WHAT TO WORK ON: From the line with "write each as" to the final line of the records, every line is to be duplicated exactly, both of those lines included.

DATASET:
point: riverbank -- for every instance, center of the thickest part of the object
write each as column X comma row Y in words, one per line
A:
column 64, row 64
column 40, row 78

PROBLEM SOLUTION:
write each as column X comma row Y in words, one per line
A:
column 64, row 64
column 40, row 78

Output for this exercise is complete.